## TASK DESCRIPTION
Reproduce the following items line for line, with no changes.

-- begin ITEMS --

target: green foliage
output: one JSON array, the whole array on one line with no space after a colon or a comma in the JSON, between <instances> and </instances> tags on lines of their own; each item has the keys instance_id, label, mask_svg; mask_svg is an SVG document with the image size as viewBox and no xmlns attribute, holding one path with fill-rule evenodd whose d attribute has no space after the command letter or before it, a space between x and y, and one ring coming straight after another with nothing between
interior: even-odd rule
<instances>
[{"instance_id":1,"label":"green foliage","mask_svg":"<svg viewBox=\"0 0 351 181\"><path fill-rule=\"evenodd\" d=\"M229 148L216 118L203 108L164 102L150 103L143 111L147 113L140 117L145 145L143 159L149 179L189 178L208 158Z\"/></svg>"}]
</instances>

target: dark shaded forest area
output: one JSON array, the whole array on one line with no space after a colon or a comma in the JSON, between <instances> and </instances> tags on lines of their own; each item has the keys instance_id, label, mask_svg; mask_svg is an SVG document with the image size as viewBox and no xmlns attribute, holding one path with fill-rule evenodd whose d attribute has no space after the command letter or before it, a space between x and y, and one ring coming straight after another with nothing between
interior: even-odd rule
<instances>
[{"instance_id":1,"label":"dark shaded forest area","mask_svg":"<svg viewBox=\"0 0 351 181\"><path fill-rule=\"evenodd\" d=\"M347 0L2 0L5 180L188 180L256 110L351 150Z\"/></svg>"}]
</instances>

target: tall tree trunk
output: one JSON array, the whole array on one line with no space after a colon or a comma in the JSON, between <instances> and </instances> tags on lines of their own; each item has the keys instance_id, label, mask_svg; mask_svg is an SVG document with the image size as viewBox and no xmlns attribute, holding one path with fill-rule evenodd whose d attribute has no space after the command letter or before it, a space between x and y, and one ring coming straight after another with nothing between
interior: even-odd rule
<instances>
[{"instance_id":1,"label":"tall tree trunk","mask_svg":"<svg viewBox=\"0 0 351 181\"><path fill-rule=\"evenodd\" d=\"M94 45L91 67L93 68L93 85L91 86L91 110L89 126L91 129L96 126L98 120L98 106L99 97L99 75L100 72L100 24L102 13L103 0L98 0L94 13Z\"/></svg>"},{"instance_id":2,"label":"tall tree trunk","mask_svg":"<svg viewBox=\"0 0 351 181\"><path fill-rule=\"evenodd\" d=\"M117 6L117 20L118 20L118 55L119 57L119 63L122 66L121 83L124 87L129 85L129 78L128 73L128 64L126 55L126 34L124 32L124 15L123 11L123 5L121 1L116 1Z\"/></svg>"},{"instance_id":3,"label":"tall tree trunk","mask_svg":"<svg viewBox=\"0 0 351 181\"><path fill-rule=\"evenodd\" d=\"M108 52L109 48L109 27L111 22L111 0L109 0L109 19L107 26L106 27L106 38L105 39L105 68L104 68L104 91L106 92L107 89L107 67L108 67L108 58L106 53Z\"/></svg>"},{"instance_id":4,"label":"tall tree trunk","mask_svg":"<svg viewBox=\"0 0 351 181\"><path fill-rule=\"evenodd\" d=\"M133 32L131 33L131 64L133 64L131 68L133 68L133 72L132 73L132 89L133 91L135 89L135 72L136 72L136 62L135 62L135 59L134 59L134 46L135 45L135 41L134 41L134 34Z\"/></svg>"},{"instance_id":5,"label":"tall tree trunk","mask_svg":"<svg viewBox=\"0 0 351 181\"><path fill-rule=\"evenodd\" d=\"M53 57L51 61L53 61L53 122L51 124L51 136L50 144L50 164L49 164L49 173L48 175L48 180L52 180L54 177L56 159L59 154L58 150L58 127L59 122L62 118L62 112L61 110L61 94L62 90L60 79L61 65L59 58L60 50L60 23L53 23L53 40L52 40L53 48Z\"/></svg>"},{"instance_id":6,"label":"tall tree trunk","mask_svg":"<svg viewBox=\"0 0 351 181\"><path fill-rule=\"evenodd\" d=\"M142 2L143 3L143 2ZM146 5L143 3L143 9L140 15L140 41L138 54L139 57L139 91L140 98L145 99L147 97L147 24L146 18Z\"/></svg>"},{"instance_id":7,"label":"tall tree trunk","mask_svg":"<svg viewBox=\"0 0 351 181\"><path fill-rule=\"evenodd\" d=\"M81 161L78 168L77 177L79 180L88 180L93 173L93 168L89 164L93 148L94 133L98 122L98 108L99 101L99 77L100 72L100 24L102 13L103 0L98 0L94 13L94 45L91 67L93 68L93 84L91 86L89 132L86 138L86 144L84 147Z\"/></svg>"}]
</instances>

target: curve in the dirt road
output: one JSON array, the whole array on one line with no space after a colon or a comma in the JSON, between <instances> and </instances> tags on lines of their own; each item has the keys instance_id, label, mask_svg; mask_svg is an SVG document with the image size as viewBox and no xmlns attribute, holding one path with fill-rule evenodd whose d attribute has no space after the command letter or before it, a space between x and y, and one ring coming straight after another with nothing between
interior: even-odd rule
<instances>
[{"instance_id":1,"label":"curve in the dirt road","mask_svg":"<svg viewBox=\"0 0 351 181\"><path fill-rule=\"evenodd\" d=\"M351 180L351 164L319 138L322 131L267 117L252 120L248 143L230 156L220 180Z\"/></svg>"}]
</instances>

-- end ITEMS --

## RESPONSE TO THIS EXERCISE
target: green foliage
output: one JSON array, the whole array on one line with no space after a colon or a comma in the JSON, between <instances> and </instances> tags on lines of their own; each item has the keys instance_id, label, mask_svg; mask_svg is an SVG document with the image size as viewBox and no xmlns attribute, holding one path with fill-rule evenodd whose d attribute has no space after the command letter or before it, a space between x and y, and one ring coming straight after another with nothing between
interior: even-odd rule
<instances>
[{"instance_id":1,"label":"green foliage","mask_svg":"<svg viewBox=\"0 0 351 181\"><path fill-rule=\"evenodd\" d=\"M229 148L216 118L203 108L164 102L150 103L143 111L147 113L140 117L145 145L143 159L149 179L189 178L208 158Z\"/></svg>"}]
</instances>

target: dark shaded forest area
output: one JSON array, the whole array on one line with no space after a colon or a comma in the JSON, between <instances> and </instances> tags on lines of their own; each item has the keys instance_id, label, mask_svg; mask_svg is an SVG document with the image size as viewBox and no xmlns attribute, holding one path with fill-rule evenodd whose d attribute has no space after the command letter or before it, a space between x and y, and one ring coming straight after another with nothing between
interior: even-odd rule
<instances>
[{"instance_id":1,"label":"dark shaded forest area","mask_svg":"<svg viewBox=\"0 0 351 181\"><path fill-rule=\"evenodd\" d=\"M347 0L2 0L5 180L188 180L256 110L351 150Z\"/></svg>"}]
</instances>

target: tall tree trunk
output: one JSON array, the whole array on one line with no space after a colon or a comma in the JSON, between <instances> and </instances> tags on lines of their own; each item has the keys instance_id, label, mask_svg; mask_svg is an SVG document with the image size as viewBox and no xmlns attribute, holding one path with fill-rule evenodd whose d attribute has no space after the command letter or before it, a space between x and y, and one ring coming straight after another with nothing between
interior: even-odd rule
<instances>
[{"instance_id":1,"label":"tall tree trunk","mask_svg":"<svg viewBox=\"0 0 351 181\"><path fill-rule=\"evenodd\" d=\"M94 45L91 67L93 68L93 85L91 86L91 110L89 126L91 129L96 126L98 120L98 106L99 97L99 75L100 72L100 24L102 13L103 0L98 0L94 13Z\"/></svg>"},{"instance_id":2,"label":"tall tree trunk","mask_svg":"<svg viewBox=\"0 0 351 181\"><path fill-rule=\"evenodd\" d=\"M117 6L117 20L118 20L118 55L119 57L119 63L122 66L121 83L124 87L129 85L129 78L128 73L128 64L126 55L126 34L124 32L124 15L123 11L123 5L121 1L116 1Z\"/></svg>"},{"instance_id":3,"label":"tall tree trunk","mask_svg":"<svg viewBox=\"0 0 351 181\"><path fill-rule=\"evenodd\" d=\"M108 52L109 48L109 27L111 22L111 0L109 0L109 19L107 26L106 27L106 38L105 39L105 68L104 68L104 91L106 92L107 89L107 67L108 67L108 58L106 53Z\"/></svg>"},{"instance_id":4,"label":"tall tree trunk","mask_svg":"<svg viewBox=\"0 0 351 181\"><path fill-rule=\"evenodd\" d=\"M133 32L131 33L131 64L133 64L131 68L133 68L133 72L132 73L132 89L133 91L135 89L135 72L136 72L136 62L135 62L135 59L134 59L134 46L135 45L135 41L134 41L134 34Z\"/></svg>"},{"instance_id":5,"label":"tall tree trunk","mask_svg":"<svg viewBox=\"0 0 351 181\"><path fill-rule=\"evenodd\" d=\"M53 57L51 61L53 61L53 122L51 124L51 136L50 144L50 164L49 164L49 173L48 175L48 180L52 180L54 177L56 159L59 154L58 150L58 127L59 122L62 118L62 112L61 110L61 94L62 90L60 79L61 65L59 58L60 50L60 23L53 23L53 40L52 40L53 48Z\"/></svg>"},{"instance_id":6,"label":"tall tree trunk","mask_svg":"<svg viewBox=\"0 0 351 181\"><path fill-rule=\"evenodd\" d=\"M142 2L143 3L143 2ZM146 5L143 3L143 9L140 15L140 41L138 54L139 57L139 91L140 98L145 99L147 97L147 24L146 18Z\"/></svg>"},{"instance_id":7,"label":"tall tree trunk","mask_svg":"<svg viewBox=\"0 0 351 181\"><path fill-rule=\"evenodd\" d=\"M81 161L78 168L77 177L79 180L88 180L93 173L93 168L89 164L93 148L94 133L98 122L98 108L99 101L99 77L100 72L100 24L102 13L103 0L98 0L94 13L94 45L91 67L93 68L93 84L91 86L89 132L86 138L86 144L84 147Z\"/></svg>"}]
</instances>

target: curve in the dirt road
output: one JSON array, the whole array on one line with no space after a colon or a comma in the JSON, between <instances> and </instances> tags on lines of their own; each item has the keys instance_id, label, mask_svg; mask_svg is an SVG document with the image size as viewBox and no xmlns attribute, holding one path with fill-rule evenodd whose d attribute has no space after the command letter or before it, a space between x and y, and one ring coming straight after another with nothing between
interior: even-odd rule
<instances>
[{"instance_id":1,"label":"curve in the dirt road","mask_svg":"<svg viewBox=\"0 0 351 181\"><path fill-rule=\"evenodd\" d=\"M351 180L351 164L319 138L322 131L267 117L252 120L248 143L230 156L220 180Z\"/></svg>"}]
</instances>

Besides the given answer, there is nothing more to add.